(WHAT NEEDS TO BE DONE):
Pick up the article on China becoming malaria-free after its last sentence and keep writing it.

--- PROVIDED PASSAGE ---

How China became malaria-free, going from 30 million cases a year in the early 1950s to zero today
- The WHO made the historic declaration on June 30, marking the success of a control and, eventually, elimination programme dating back to 1956

On International Workers’ Day this year, as many around the world were stuck working from home, unlikely colleagues from Britain, Ghana and Senegal landed at Shanghai’s Pudong International Airport.
The weary travellers had their body temperatures scanned, passports checked, and waiting drivers escorted the men to their hotel. The trio would need to travel much further in-country, but that would have to wait until they got some rest. Two weeks of rest to be specific, as they rode out their Covid-19 quarantine periods.
Six months before their arrival, each scientist had received a dossier from the People’s Republic of China, via their membership of an expert panel at the World Health Organization (WHO), inviting them to visit and survey containment efforts in the country.
They were not there to probe the origins of Covid-19, however, but to confirm Beijing’s claims of having eliminated malaria.

--- INFORMATION SHOWN ---

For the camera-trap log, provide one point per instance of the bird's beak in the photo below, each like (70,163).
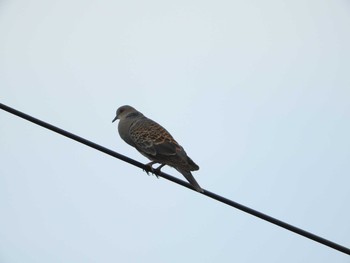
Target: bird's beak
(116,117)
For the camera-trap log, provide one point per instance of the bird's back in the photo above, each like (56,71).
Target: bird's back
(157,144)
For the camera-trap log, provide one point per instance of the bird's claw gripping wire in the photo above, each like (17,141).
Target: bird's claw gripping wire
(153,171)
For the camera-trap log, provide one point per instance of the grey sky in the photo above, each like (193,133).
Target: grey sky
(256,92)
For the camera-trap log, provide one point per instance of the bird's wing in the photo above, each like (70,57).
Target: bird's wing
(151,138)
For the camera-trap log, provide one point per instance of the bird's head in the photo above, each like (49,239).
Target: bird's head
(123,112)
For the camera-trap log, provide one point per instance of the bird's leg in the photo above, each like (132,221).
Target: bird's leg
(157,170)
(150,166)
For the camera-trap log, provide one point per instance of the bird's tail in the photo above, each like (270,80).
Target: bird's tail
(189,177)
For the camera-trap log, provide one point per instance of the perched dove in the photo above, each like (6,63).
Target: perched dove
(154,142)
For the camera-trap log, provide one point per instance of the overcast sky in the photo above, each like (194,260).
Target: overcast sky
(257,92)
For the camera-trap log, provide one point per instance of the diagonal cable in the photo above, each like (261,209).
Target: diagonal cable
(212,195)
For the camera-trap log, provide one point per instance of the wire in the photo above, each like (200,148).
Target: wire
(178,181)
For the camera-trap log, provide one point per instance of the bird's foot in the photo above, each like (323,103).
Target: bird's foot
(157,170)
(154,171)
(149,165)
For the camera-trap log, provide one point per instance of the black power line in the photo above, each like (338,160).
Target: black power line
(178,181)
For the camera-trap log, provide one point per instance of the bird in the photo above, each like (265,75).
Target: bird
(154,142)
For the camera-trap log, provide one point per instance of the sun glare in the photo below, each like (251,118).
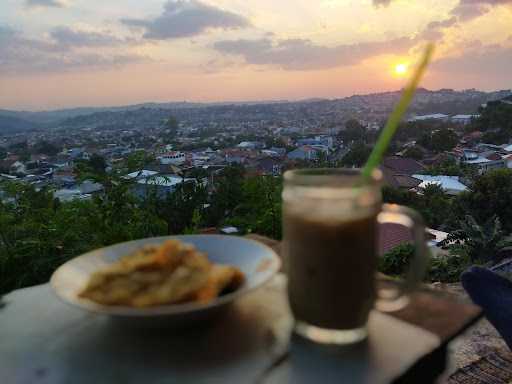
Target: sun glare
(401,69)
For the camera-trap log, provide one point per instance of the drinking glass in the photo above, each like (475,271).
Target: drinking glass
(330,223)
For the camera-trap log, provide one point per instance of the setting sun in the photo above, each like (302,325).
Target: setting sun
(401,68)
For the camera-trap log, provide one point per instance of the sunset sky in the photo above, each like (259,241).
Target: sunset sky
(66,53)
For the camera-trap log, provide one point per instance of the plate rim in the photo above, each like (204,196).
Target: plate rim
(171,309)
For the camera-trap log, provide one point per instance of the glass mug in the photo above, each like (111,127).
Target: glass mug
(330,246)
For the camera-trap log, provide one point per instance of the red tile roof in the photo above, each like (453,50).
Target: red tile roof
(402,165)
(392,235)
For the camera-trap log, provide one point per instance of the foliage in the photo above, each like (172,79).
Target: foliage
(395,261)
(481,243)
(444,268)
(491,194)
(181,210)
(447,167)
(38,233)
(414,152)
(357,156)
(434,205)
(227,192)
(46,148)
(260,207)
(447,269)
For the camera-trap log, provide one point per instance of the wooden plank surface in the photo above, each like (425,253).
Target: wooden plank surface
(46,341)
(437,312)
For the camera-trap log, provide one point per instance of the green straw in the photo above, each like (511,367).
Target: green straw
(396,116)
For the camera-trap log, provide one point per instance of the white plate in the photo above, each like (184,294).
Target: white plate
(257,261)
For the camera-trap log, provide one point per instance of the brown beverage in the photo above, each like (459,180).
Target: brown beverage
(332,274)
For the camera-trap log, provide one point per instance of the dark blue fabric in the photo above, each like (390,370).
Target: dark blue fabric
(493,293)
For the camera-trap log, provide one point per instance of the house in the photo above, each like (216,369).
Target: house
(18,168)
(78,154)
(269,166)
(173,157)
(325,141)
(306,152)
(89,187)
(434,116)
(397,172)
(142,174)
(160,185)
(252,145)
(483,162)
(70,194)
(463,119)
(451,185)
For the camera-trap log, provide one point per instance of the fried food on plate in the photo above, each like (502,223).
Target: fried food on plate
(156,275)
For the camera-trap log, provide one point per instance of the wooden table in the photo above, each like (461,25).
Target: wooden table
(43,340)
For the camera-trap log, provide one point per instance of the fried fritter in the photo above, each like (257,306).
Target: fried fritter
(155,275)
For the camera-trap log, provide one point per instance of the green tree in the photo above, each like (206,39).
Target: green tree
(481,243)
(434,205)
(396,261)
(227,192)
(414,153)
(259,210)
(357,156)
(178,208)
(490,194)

---

(ANSWER TO THIS PROBLEM):
While the world was focused on various and variegated waves of Covid-19, the three scientists perused the WHO-delivered Chinese files, which included several national and provincial reports, as well as technical documents, detailing malaria-control efforts from as far back as the 1950s.
“We had the chance to get a broad view of things that have been happening all over China,” says Brian Greenwood, professor of clinical tropical medicine at the London School of Hygiene and Tropical Medicine. The 83-year-old is also on a 10-expert committee tasked by the WHO with researching and recommending countries claiming to be malaria-free. In China’s case, Greenwood says “it must have been a few thousand pages of documentation that we shared among us on the committee”.